» **Short task**:
Check whether each statement agrees with the talk on being born again below. Answer yes or no for each, quoting the words from the talk that settle it.
(a) The remark the speaker overheard was made in Dubai.
(b) The remark was about the speaker's skills as a lawyer.
(c) The sleeper train in the comparison runs from Berlin to Paris.

» **Text extract**:
-------------------------

Please do hear the talk here or read it below
‘He’s got a terrible reputation’ I overheard someone saying in Dubai, about 40 years ago. About me…
It’s always shocking when you hear something about yourself…which you are not meant to hear. And all the more shocking, that it wasn’t about my skills as a lawyer, everyone seemed reasonably happy with those, but more about who I was as a person, what I did when I wasn’t working. Of course, from my point of view, I was having a whale of a time, with all the resources of a young professional and the maturity of a teenager….
But why would I want to live any differently to the way that I could live if I chose to do so?Why not just pursue pleasure and fun? No ties or obligations, plenty of cash, lots of sunshine…..It did not even occur to me to do something different, I just could not see it!
In John’s gospel, Jesus says to Nicodemus ‘Very truly I tell you no-one can see the kingdom unless they are born again’ that was me then – I couldn’t see it.
Re-birth is, according to Jesus needed if we are to become followers of Christ.
And Paul in Romans is speaking to followers of Christ in this passage that we have read to day, people who have been re-born.
Now that rebirth need not have happened with a flash from the sky and a rumble of thunder. It may have been an altogether quieter matter, a penny dropping, a final realisation, a getting of the point…It may have happened at one moment you can later clearly identify…in a Damascus road type conversion, as for Paul, or like the passenger travelling on the sleeper train from Paris to Berlin, when you don’t know exactly when It happened, you crossed the border at some stage during the night, but now, as you eat your croissant and drink your coffee, you look out of the window and you know you are in a new country.

-------------------------

» **Information provided**:
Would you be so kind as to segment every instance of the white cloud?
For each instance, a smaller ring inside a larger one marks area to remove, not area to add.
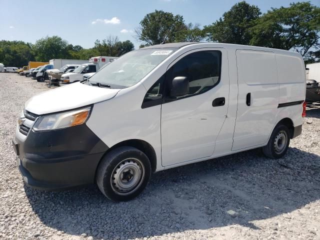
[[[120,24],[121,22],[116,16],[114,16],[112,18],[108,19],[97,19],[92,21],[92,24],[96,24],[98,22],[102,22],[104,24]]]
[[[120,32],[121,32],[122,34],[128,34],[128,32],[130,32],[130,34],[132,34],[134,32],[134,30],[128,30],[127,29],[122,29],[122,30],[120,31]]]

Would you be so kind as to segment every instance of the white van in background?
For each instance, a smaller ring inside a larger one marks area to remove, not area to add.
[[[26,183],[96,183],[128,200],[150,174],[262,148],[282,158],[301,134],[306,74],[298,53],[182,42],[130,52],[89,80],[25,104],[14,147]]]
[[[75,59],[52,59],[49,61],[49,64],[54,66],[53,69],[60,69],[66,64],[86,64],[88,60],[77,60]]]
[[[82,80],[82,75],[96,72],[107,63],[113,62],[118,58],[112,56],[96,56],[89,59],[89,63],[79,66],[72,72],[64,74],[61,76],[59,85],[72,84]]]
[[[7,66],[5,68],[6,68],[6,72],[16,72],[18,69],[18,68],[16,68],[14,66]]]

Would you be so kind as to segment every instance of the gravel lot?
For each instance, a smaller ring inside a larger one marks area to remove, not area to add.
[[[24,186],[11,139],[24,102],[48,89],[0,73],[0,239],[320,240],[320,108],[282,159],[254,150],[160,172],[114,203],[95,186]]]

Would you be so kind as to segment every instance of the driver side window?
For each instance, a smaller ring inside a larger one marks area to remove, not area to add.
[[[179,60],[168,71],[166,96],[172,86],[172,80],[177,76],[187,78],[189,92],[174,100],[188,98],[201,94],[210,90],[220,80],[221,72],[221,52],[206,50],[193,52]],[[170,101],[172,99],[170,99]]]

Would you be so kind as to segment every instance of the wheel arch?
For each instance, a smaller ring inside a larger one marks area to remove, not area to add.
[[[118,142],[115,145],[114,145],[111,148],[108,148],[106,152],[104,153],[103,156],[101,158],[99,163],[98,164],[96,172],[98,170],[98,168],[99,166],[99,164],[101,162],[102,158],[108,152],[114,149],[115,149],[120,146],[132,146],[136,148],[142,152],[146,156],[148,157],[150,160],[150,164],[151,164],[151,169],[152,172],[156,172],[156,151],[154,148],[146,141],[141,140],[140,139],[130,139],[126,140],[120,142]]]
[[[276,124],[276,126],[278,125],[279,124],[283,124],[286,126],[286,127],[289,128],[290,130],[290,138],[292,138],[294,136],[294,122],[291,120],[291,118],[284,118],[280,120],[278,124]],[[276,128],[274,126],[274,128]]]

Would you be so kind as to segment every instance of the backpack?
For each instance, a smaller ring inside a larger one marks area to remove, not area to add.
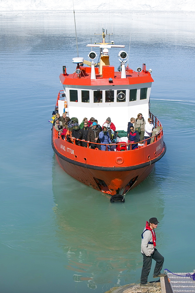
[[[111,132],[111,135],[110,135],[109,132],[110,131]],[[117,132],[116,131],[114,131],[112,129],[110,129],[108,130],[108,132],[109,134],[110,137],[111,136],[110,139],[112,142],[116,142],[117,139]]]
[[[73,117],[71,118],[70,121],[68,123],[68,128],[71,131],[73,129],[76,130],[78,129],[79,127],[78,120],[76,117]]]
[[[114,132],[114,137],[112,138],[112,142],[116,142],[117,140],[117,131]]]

-------------------------

» **Expected answer**:
(a) Yes: "I overheard someone saying in Dubai, about 40 years ago."
(b) No: "it wasn’t about my skills as a lawyer, everyone seemed reasonably happy with those"
(c) No: "travelling on the sleeper train from Paris to Berlin"